Page:
When the electronic device does not receive the signal (“No” in step S415), in step S425, the electronic device temporarily stores the data into the temporary storage area. In an embodiment, before temporarily storing the data into the temporary storage area, the electronic device may assign sequence numbers to the data according to a receiving order in which the data were received, for example, adding a sequence number field into each data. When each of the data contains an identifier (ID) field indicating an ID of the data, the electronic device does not need to assign a sequence number to the data.

In step S430, the electronic device determines whether a condition is satisfied, wherein the conditions include at least one of the following: the size of the temporary storage area reaches a threshold (for example, 1500 bytes) or a predetermined time period has arrived (for example, one hour).

When the condition is satisfied (“Yes” in step S430), in step S435, the electronic device aggregates the data in the temporary storage area into a data frame to generate an aggregated packet including the data frame and a header frame, wherein the aggregated packet is an Internet Protocol (IP) packet. In step S440, the electronic device transmits the aggregated packet to the server. When the condition is not satisfied (“No” in step S430), the process returns to step S410, and the electronic device continues to receive the data transmitted by the smart meter.

FIG. 5 is a schematic diagram showing an aggregated packet 500 according to an embodiment of the present disclosure. It is assumed that when the electronic device determines that the size of the temporary storage area reaches a threshold of 1500 bytes, the electronic device aggregates the data in the temporary storage area into a data frame 520 to generate an aggregated packet 500 including the data frame 520 and a header frame 510. As shown in FIG. 5, the header frame 510 is 20 bytes, and the data frame 520 is 1500 bytes. Obviously, the ratio of the data frame 520 to the aggregated packet 500 is 98.68%, and therefore the purpose of enhancing the throughput is achieved.

In addition, since the data is accumulated in the temporary storage area and sent to the server by the electronic device at one time, the number of times the electronic device establishes a connection with the server can be reduced, and the server can receive the load transmitted by more smart meters.

Having described embodiments of the present disclosure, an exemplary operating environment in which embodiments of the present disclosure may be implemented is described below. Referring to FIG. 6, an exemplary operating environment for implementing embodiments of the present disclosure is shown and generally known as an electronic device 600. The electronic device 600 is merely an example of a suitable computing environment and is not intended to limit the scope of use or functionality of the disclosure. Neither should the electronic device 600 be interpreted as having any dependency or requirement relating to any one or combination of components illustrated.

Raw records:

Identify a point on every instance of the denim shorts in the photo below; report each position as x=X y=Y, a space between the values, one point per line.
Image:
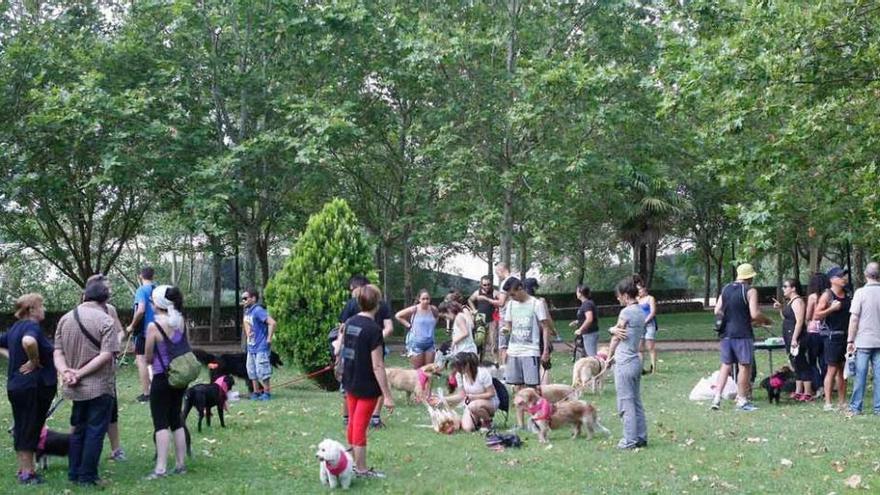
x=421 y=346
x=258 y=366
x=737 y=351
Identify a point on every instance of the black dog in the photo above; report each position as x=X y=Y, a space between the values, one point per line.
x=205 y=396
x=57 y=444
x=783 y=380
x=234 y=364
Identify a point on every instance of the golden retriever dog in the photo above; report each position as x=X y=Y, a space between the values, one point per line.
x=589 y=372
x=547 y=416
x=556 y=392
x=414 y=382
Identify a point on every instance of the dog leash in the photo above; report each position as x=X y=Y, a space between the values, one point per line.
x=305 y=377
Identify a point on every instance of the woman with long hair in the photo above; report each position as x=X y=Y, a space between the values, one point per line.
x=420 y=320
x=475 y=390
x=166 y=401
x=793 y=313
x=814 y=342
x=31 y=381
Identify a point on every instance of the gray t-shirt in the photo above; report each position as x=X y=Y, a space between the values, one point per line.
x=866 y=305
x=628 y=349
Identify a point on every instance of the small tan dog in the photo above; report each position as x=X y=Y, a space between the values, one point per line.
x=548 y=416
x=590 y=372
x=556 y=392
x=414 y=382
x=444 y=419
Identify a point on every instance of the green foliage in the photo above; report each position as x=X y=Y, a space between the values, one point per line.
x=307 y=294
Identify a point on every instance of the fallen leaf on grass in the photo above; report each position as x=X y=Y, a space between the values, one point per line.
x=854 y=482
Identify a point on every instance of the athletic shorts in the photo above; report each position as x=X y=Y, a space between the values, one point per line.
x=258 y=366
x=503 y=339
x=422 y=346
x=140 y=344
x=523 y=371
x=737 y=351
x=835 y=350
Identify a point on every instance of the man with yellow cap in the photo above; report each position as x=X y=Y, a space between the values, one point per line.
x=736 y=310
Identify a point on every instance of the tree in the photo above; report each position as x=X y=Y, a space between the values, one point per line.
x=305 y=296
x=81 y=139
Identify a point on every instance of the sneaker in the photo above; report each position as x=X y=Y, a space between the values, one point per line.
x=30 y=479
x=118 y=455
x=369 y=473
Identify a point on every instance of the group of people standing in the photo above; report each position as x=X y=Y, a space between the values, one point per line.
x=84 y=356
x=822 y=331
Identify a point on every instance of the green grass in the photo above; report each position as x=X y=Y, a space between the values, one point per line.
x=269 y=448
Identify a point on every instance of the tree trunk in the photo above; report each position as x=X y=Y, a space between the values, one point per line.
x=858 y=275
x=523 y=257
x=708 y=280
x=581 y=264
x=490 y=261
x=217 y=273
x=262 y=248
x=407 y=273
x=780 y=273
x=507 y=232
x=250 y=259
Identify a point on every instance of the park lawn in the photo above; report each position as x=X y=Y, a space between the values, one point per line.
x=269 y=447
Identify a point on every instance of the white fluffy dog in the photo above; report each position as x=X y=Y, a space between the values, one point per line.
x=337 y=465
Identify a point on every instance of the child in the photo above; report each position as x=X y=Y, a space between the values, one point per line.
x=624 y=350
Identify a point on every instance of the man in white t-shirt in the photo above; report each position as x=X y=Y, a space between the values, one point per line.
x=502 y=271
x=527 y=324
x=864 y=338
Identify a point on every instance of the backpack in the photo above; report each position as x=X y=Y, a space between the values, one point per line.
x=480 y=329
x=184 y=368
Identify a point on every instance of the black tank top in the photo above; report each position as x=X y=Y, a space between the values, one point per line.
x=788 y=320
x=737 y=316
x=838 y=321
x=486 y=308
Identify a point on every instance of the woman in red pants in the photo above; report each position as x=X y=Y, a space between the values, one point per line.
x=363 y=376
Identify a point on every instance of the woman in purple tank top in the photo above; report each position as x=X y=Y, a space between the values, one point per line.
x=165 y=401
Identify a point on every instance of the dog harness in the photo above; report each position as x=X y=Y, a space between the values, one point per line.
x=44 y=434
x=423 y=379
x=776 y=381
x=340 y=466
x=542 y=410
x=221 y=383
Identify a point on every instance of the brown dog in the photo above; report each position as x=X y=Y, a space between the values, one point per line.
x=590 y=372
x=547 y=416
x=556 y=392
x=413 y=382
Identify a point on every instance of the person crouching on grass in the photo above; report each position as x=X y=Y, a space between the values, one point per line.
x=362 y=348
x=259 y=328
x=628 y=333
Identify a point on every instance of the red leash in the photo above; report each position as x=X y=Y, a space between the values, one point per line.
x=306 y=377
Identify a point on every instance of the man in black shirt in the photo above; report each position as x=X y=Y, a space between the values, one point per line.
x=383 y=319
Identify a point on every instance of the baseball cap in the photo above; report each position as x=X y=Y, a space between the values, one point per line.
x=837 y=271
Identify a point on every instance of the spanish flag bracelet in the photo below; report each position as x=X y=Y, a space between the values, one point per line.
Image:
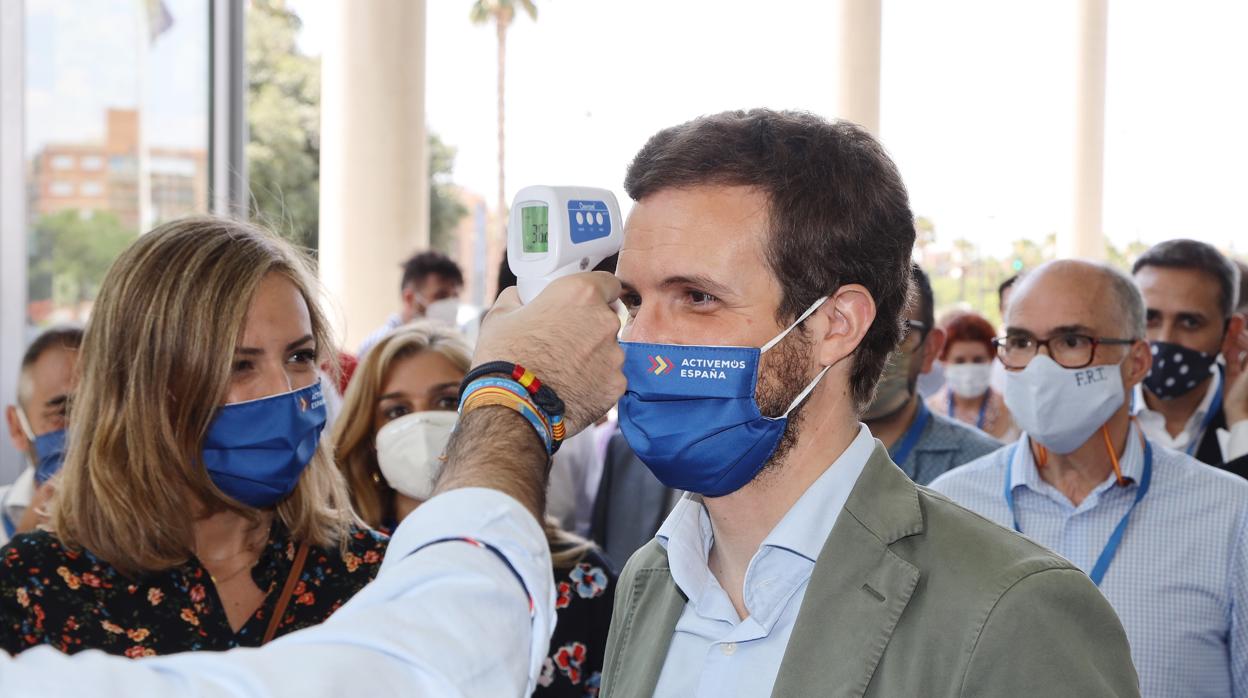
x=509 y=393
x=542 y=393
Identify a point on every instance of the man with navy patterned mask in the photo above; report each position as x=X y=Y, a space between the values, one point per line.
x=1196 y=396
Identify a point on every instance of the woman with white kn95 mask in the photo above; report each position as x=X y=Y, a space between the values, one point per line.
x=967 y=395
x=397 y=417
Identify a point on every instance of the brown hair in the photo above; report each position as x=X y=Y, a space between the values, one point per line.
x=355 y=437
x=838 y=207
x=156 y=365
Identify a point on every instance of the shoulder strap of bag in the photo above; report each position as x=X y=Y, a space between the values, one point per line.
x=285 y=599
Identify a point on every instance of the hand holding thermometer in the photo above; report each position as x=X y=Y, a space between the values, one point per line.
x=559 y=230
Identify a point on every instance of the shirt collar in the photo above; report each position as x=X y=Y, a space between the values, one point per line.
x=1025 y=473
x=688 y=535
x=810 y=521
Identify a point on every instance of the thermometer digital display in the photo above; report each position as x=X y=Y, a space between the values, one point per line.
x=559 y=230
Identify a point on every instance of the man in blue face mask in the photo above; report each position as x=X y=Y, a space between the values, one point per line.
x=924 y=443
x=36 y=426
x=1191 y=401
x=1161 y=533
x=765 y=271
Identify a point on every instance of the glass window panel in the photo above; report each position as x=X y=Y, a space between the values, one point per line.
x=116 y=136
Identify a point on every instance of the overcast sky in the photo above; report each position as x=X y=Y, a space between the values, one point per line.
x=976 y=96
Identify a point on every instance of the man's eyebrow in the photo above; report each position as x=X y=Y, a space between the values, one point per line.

Given task 1: In the passage on data aggregation, how many bytes is header frame 510 in FIG. 5?
Given task 2: From the passage on data aggregation, set down the part that opens with the words containing "When the condition is satisfied" and closes with "the smart meter.".
Given task 3: According to the passage on data aggregation, why can the server receive the load transmitted by more smart meters?

Written reply 1: 20 bytes.

Written reply 2:
When the condition is satisfied (“Yes” in step S430), in step S435, the electronic device aggregates the data in the temporary storage area into a data frame to generate an aggregated packet including the data frame and a header frame, wherein the aggregated packet is an Internet Protocol (IP) packet. In step S440, the electronic device transmits the aggregated packet to the server. When the condition is not satisfied (“No” in step S430), the process returns to step S410, and the electronic device continues to receive the data transmitted by the smart meter.

Written reply 3: The electronic device accumulates the data in the temporary storage area and sends it to the server at one time. This reduces the number of times the electronic device establishes a connection with the server, so the server can receive the load transmitted by more smart meters.